- [Work required]:
Line by line, copy all of the data exactly.

- [Dataset entries]:
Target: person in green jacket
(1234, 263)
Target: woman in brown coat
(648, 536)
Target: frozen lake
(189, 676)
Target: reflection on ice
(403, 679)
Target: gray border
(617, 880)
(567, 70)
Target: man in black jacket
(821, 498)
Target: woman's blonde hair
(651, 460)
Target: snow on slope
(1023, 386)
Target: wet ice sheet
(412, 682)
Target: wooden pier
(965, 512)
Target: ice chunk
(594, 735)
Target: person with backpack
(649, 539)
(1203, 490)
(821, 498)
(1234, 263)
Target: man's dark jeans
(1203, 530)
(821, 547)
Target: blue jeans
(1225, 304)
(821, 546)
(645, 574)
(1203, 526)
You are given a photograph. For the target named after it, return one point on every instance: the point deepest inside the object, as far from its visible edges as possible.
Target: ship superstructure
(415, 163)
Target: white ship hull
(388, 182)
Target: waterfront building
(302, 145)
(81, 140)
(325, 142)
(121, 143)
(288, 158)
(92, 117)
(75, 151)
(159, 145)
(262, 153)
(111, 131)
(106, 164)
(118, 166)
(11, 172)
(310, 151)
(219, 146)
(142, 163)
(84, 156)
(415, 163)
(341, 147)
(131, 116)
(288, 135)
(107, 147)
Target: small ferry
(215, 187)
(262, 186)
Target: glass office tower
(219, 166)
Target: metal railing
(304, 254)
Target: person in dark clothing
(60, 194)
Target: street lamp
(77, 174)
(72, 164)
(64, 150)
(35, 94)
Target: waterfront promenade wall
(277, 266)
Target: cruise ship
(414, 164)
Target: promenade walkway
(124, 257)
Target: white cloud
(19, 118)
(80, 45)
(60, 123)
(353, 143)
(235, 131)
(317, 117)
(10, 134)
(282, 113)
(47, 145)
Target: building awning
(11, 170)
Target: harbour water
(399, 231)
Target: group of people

- [Task answer]:
Target: person in green jacket
(1234, 263)
Target: woman in brown coat
(648, 536)
Target: frozen lake
(189, 676)
Target: reflection on ice
(403, 679)
Target: gray border
(617, 880)
(567, 70)
Target: man in black jacket
(821, 498)
Target: woman's blonde hair
(651, 460)
Target: snow on slope
(1023, 386)
Target: wet ice sheet
(412, 682)
Target: wooden pier
(965, 512)
Target: ice chunk
(594, 735)
Target: person with backpack
(649, 539)
(1203, 490)
(821, 498)
(1234, 263)
Target: man's dark jeans
(1203, 530)
(821, 547)
Target: blue jeans
(1225, 304)
(821, 546)
(645, 574)
(1203, 526)
You are given a photograph. For the target named after it, return one point on every instance: the point deepest inside the object, as far from its visible edges as possible.
Target: ship superstructure
(415, 163)
Target: white ship hull
(388, 182)
Target: waterfront building
(302, 145)
(81, 140)
(325, 142)
(121, 143)
(288, 158)
(92, 117)
(75, 151)
(159, 145)
(262, 153)
(111, 131)
(106, 164)
(118, 166)
(11, 172)
(310, 151)
(219, 146)
(142, 163)
(84, 156)
(415, 163)
(341, 147)
(131, 116)
(288, 135)
(107, 147)
Target: small ferry
(215, 187)
(262, 186)
Target: glass office tower
(219, 166)
Target: metal railing
(304, 254)
Target: person in dark clothing
(60, 194)
Target: street lamp
(77, 174)
(72, 164)
(64, 150)
(35, 94)
Target: waterfront promenade wall
(277, 266)
Target: cruise ship
(414, 164)
Target: promenade walkway
(124, 257)
Target: white cloud
(19, 118)
(80, 45)
(60, 123)
(353, 143)
(235, 131)
(317, 117)
(10, 134)
(282, 113)
(47, 145)
Target: building awning
(11, 170)
Target: harbour water
(399, 231)
Target: group of people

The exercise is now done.